Stored data entries
· · · · ·
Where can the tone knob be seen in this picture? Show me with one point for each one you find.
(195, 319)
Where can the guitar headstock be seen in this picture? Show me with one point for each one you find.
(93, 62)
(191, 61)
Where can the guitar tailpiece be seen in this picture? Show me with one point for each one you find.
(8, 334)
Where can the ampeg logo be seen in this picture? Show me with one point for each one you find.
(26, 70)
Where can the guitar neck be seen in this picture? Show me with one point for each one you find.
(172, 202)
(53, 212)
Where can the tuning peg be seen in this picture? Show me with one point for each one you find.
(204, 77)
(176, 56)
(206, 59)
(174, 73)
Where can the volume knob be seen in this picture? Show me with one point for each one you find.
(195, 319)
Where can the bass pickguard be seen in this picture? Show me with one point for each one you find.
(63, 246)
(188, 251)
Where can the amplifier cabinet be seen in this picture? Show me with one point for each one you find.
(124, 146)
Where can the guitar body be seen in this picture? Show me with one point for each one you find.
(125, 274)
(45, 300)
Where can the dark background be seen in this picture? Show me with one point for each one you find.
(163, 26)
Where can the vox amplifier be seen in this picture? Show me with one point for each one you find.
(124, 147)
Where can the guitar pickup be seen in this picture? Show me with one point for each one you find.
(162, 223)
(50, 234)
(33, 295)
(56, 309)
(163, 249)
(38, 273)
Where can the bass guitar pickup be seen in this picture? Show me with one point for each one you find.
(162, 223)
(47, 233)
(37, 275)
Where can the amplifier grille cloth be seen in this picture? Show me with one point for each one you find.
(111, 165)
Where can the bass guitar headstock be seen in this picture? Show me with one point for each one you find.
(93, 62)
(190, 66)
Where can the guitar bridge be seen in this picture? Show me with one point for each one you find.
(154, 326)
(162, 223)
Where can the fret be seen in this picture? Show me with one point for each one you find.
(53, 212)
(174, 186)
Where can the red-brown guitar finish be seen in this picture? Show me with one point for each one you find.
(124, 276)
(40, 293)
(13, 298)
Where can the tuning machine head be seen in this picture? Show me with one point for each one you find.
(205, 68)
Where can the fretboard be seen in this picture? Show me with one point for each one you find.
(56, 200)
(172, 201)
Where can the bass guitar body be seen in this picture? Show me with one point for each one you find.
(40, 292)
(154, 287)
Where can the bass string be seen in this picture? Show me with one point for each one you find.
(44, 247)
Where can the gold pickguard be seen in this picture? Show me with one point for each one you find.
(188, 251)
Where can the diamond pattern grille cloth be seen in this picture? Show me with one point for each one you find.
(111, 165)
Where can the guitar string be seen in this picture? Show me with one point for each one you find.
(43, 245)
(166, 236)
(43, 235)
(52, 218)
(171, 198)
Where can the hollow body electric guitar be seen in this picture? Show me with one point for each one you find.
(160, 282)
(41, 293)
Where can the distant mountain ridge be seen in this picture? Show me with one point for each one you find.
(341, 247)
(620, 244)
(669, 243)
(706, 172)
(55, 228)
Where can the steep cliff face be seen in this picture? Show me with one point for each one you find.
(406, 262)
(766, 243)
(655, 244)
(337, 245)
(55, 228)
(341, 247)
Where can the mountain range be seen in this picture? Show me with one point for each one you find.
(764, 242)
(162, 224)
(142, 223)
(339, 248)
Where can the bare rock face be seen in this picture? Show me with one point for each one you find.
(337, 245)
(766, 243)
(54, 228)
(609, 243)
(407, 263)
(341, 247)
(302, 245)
· · · · ·
**Required work**.
Copy all of the data. Keep every word exactly as it is.

**Worked solution**.
Where can the tone knob be seen in this picture? Show me with one point for each one you find.
(195, 319)
Where can the guitar headstock be seen in this picture? Show me with one point for each one you find.
(93, 62)
(191, 61)
Where can the guitar tailpiece be seen in this picture? Show me with one point for each one you find.
(8, 334)
Where can the ampeg logo be seen in this picture? Show me with one point for each one you find.
(26, 70)
Where can the guitar neck be seen in this picture? Show me with one point for each one you find.
(172, 202)
(53, 212)
Where can the tuning peg be seen in this picture? Show me with one point for each one you find.
(204, 77)
(176, 56)
(206, 59)
(174, 73)
Where can the volume knob be seen in this picture? Show me with one point for each one you find.
(195, 319)
Where can the bass pickguard be seen in this picture? Show me with one point for each one you find.
(63, 246)
(188, 251)
Where can the amplifier cabinet be seen in this picture? Show me with one point for each one you find.
(124, 146)
Where can the guitar body be seen in this picture? Show me with one point for each one you find.
(125, 274)
(45, 300)
Where can the dark background be seen in this picture? Show me with one point for each one you find.
(163, 26)
Where can the vox amplifier be seen in this picture? Show me with one point for each one you find.
(124, 147)
Where can the guitar pickup be seen in this picture? Show me with one point for each one you find.
(162, 223)
(50, 234)
(33, 295)
(56, 309)
(163, 249)
(38, 273)
Where can the bass guitar pickup be seen in this picture? Show me with one point for each one you find.
(162, 223)
(47, 233)
(37, 275)
Where can the amplifier grille cloth be seen in this picture? Show me with one point for each one you find.
(111, 165)
Where can the bass guitar headstock be seen in this picture? Show me with one point for each one you find.
(93, 62)
(190, 66)
Where can the guitar bridge be seen in this picture? Show me with one point for each one you find.
(154, 326)
(162, 223)
Where can the fret be seen in this picture? Show me with one point for each one you find.
(53, 212)
(174, 186)
Where can the red-brown guitar finish be seen in this picture? Show me with one point for each one you find.
(124, 276)
(40, 293)
(13, 298)
Where can the tuning machine head be seen in this picture? Show me with one point for each one you find.
(205, 68)
Where can the fretboard be seen in this picture? Show me with one point for each one you find.
(56, 200)
(172, 201)
Where can the bass guitar body be seen in this picture? Show me with one point for each one you find.
(40, 292)
(154, 287)
Where can the bass string be seen in this picture? Show me with one point for each one you find.
(44, 247)
Where can the gold pickguard be seen in this picture? Show me with one point for each one you find.
(188, 251)
Where can the diamond pattern grille cloth be seen in this picture? Show me with one point for each one you find.
(111, 165)
Where can the guitar string be seen in this picture? Show me with one point for each one you find.
(43, 245)
(166, 236)
(43, 235)
(52, 218)
(171, 198)
Where can the hollow body electric guitar be seen in this picture? Show me with one point for each one you find.
(160, 282)
(41, 293)
Where can the distant mountain ridge be seen in this picture? Show me with one point for each one you find.
(341, 247)
(620, 244)
(669, 243)
(706, 172)
(55, 228)
Where can the steep cliff face be seen in this picture? Show me with one point for each one you find.
(406, 262)
(766, 243)
(655, 244)
(337, 245)
(55, 228)
(341, 247)
Where can the mountain range be seen in this picture? Show me with one point for each one you find.
(764, 242)
(162, 224)
(142, 223)
(339, 248)
Where can the bare rock face be seen in this picture? Show me with one point for each one you find.
(337, 245)
(766, 243)
(54, 228)
(609, 243)
(407, 263)
(341, 247)
(302, 245)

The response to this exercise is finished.